» **WRITTEN INSTRUCTION**: Format every nonblank line of the material below as a Markdown table with the columns Row and Line, numbering the rows in order and omitting the pictures.

» **DATASET EXTRACT**:
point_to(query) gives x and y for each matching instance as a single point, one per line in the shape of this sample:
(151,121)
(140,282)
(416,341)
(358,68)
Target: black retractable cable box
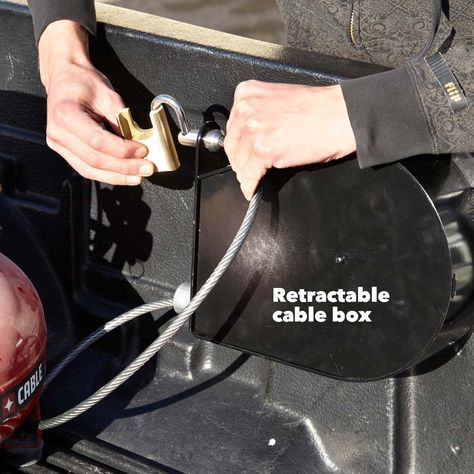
(355,274)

» **RESPONSE FOR THIS EXERCISE**:
| Row | Line |
|---|---|
| 1 | point_to(query) gives x and y for each matching instance as a single point, one per line in the shape of this sample: |
| 2 | (151,121) |
| 3 | (140,282) |
| 4 | (416,341) |
| 5 | (358,68) |
| 6 | Target: black retractable cable box |
| 7 | (355,274) |